— BEGIN DATA TO PROCESS —

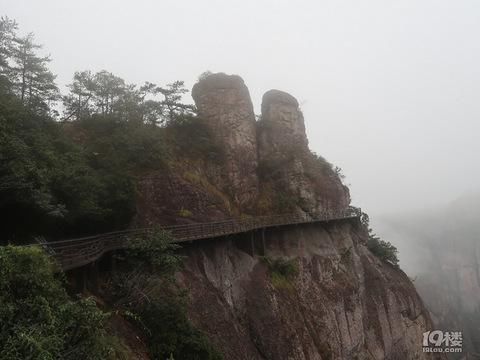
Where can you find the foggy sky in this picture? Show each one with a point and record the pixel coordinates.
(389, 89)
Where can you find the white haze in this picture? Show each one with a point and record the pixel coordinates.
(390, 89)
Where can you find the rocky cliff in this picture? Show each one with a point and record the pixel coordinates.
(306, 292)
(342, 303)
(440, 249)
(262, 167)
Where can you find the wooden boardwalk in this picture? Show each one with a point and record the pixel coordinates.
(74, 253)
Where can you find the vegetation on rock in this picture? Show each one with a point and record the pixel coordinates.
(38, 320)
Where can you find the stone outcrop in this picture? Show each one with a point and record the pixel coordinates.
(282, 141)
(223, 101)
(343, 304)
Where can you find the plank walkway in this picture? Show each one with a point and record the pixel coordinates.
(74, 253)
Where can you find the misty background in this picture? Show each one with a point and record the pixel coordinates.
(389, 89)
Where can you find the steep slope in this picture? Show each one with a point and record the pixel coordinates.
(441, 250)
(342, 304)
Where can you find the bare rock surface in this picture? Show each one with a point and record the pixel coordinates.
(223, 101)
(343, 304)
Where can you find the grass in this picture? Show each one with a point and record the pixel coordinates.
(282, 271)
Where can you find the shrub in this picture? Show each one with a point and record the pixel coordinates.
(37, 318)
(383, 249)
(282, 271)
(154, 301)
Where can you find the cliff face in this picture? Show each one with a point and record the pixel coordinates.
(308, 292)
(288, 165)
(342, 304)
(265, 166)
(224, 102)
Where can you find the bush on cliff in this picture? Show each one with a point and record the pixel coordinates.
(146, 288)
(38, 320)
(282, 271)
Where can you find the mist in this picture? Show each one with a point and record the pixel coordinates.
(388, 89)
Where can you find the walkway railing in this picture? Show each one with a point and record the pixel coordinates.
(77, 252)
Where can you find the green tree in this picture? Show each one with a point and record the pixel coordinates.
(37, 318)
(33, 82)
(8, 29)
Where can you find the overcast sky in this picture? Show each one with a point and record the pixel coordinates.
(389, 89)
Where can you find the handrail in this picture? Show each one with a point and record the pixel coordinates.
(73, 253)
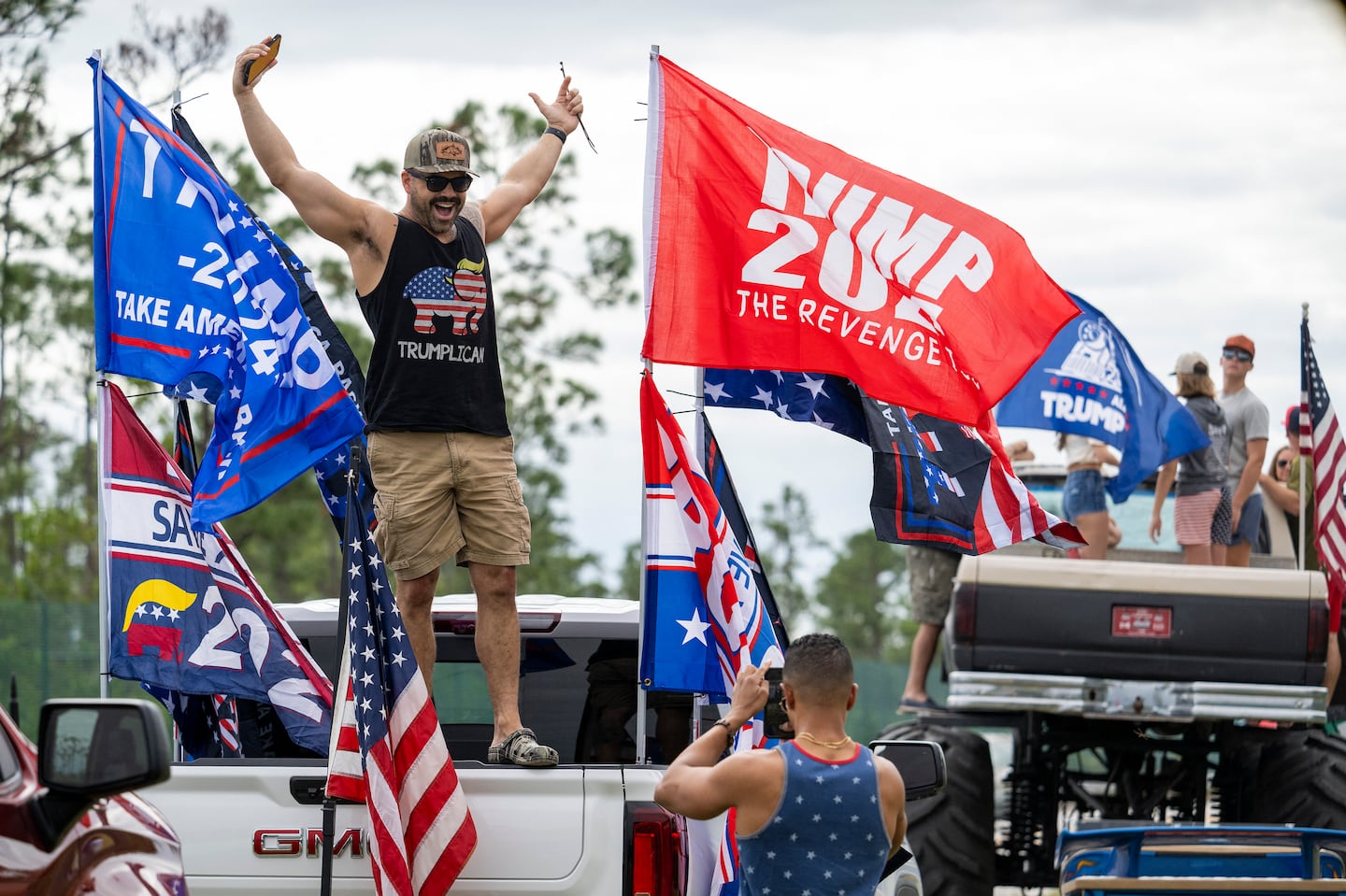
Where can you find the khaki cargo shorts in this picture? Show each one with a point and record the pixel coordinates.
(932, 583)
(447, 494)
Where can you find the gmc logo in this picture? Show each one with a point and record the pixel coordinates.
(306, 841)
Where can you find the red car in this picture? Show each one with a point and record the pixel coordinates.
(67, 823)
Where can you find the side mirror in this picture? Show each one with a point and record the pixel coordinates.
(94, 748)
(921, 763)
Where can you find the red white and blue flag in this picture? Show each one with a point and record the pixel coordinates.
(704, 617)
(936, 482)
(819, 262)
(388, 749)
(189, 288)
(185, 611)
(1321, 436)
(951, 486)
(1091, 382)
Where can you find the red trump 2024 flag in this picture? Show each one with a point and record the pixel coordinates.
(768, 249)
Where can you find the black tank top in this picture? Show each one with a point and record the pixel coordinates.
(435, 366)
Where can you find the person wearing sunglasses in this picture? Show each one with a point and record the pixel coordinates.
(1202, 504)
(439, 442)
(1250, 425)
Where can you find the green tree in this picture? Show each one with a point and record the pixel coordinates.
(785, 544)
(38, 291)
(863, 599)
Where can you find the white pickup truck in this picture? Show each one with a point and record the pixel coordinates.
(587, 826)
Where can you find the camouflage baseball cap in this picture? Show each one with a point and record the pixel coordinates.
(439, 150)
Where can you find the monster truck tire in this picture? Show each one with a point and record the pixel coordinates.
(953, 832)
(1302, 780)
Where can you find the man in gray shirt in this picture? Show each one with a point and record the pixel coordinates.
(1250, 425)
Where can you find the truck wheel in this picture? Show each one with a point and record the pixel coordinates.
(1302, 780)
(953, 832)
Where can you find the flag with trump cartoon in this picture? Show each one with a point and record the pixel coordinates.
(1091, 382)
(185, 612)
(189, 287)
(704, 617)
(819, 262)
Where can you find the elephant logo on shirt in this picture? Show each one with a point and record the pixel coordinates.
(459, 295)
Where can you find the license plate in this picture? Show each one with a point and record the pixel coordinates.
(1141, 621)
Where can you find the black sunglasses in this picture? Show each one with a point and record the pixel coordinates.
(437, 182)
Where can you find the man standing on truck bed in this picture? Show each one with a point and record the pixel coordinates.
(1250, 427)
(439, 444)
(820, 818)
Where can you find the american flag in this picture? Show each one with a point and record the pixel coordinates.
(824, 400)
(1325, 442)
(388, 749)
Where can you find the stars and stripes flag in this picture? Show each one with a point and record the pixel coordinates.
(388, 749)
(1321, 437)
(706, 612)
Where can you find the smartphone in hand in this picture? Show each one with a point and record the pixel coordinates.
(260, 64)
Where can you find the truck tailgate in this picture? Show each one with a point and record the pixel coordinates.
(1138, 620)
(532, 826)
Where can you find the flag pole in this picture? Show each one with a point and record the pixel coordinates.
(651, 170)
(1303, 448)
(104, 451)
(104, 568)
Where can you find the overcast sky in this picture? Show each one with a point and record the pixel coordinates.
(1178, 163)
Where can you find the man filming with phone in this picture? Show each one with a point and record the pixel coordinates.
(819, 812)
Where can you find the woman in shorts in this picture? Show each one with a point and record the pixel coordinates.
(1202, 510)
(1083, 502)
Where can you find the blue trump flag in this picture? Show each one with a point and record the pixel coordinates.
(704, 617)
(185, 612)
(187, 285)
(1091, 382)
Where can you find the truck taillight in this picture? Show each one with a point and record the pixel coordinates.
(964, 612)
(1318, 633)
(656, 860)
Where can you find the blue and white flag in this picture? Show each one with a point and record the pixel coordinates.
(185, 611)
(1091, 382)
(186, 284)
(704, 617)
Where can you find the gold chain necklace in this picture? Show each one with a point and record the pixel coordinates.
(829, 745)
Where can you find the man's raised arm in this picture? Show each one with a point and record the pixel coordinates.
(327, 210)
(526, 178)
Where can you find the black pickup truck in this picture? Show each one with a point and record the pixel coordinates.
(1124, 690)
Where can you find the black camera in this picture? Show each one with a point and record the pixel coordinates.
(776, 721)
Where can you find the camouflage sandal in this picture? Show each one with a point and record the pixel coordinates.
(522, 748)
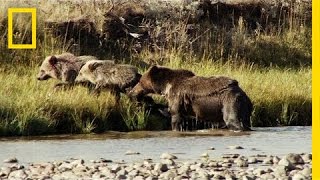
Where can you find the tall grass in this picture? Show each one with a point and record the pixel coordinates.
(273, 65)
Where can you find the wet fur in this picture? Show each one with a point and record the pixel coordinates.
(217, 99)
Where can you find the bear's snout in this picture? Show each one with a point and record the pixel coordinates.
(43, 77)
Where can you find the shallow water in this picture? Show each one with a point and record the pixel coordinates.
(187, 146)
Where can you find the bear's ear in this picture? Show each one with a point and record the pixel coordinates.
(93, 66)
(53, 60)
(154, 69)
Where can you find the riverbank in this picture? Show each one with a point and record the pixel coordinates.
(229, 166)
(210, 154)
(269, 55)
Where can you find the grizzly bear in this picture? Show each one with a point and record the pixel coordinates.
(64, 67)
(214, 99)
(115, 77)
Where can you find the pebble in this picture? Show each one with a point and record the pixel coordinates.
(132, 153)
(168, 156)
(230, 167)
(11, 160)
(235, 147)
(295, 158)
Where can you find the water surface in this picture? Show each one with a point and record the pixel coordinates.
(187, 146)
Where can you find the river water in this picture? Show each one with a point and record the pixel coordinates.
(186, 146)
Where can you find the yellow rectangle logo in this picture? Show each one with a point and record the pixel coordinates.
(33, 12)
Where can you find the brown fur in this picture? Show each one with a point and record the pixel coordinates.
(116, 77)
(216, 99)
(64, 67)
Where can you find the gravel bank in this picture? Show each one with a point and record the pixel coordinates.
(168, 166)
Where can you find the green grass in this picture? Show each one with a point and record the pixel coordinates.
(273, 67)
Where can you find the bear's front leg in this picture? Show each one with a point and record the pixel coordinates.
(175, 122)
(62, 86)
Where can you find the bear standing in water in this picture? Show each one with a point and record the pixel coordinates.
(213, 99)
(64, 67)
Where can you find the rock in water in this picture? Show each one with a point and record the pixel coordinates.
(168, 156)
(11, 160)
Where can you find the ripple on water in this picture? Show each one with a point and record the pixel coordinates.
(186, 145)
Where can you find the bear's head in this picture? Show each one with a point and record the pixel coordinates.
(87, 72)
(48, 69)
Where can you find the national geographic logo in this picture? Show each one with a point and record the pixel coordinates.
(33, 12)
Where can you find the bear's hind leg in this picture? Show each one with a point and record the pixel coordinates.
(230, 116)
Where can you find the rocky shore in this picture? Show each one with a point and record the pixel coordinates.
(168, 166)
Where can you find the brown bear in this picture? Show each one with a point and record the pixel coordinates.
(115, 77)
(64, 67)
(215, 99)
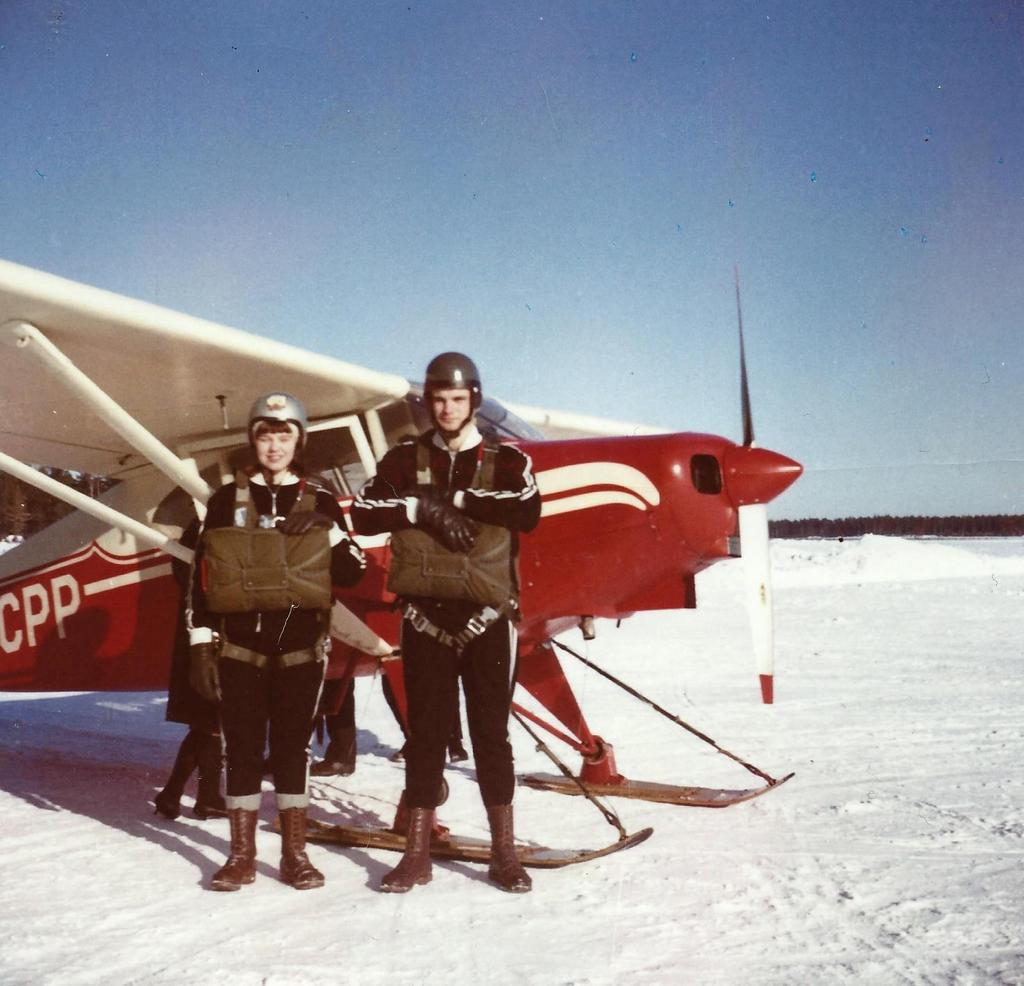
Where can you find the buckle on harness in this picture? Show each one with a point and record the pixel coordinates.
(418, 618)
(479, 622)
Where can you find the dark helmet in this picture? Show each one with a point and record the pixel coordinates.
(454, 371)
(280, 408)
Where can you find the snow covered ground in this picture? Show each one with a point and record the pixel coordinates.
(896, 854)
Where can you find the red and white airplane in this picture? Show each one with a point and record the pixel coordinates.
(156, 399)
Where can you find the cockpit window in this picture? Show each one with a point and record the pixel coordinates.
(707, 474)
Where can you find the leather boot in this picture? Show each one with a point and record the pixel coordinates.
(209, 802)
(505, 869)
(415, 868)
(339, 758)
(296, 870)
(168, 802)
(241, 865)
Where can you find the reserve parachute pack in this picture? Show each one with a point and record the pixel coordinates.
(422, 566)
(248, 568)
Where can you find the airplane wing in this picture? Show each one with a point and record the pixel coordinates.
(164, 368)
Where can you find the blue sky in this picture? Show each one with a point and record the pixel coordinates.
(562, 189)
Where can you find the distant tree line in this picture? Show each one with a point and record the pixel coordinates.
(24, 509)
(980, 525)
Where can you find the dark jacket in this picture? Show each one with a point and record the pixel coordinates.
(275, 633)
(514, 502)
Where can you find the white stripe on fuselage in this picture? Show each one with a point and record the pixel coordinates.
(633, 487)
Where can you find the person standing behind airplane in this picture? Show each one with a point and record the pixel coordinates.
(454, 505)
(270, 550)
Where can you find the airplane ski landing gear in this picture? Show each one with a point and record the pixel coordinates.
(599, 775)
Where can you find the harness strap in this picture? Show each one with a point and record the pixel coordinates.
(483, 477)
(475, 627)
(244, 517)
(290, 659)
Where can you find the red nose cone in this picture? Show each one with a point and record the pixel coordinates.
(758, 475)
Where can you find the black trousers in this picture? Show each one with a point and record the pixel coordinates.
(431, 674)
(261, 703)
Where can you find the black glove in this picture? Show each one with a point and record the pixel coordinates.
(302, 521)
(453, 528)
(203, 673)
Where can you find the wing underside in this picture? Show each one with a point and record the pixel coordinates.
(169, 371)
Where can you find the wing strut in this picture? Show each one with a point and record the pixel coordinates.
(23, 335)
(93, 507)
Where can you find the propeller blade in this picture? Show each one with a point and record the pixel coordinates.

— END DATA TO PROCESS —

Output an exact copy of the lines beginning at the one that holds "Where can you find the black glove" and running through the final line of the records.

Where can you find the black glove in this picture? Show each one with a point and record the pixel coordinates.
(302, 521)
(453, 528)
(203, 673)
Where can you find the wing underside in this picture? Show each one with a point and record the pixel coordinates.
(169, 371)
Where can you find the wing strut in this picture? Show each one with a point and record the pixel coordinates.
(23, 335)
(93, 507)
Where can you find the propeller blade in this picture? Show each one with a point and record the pixel coordinates.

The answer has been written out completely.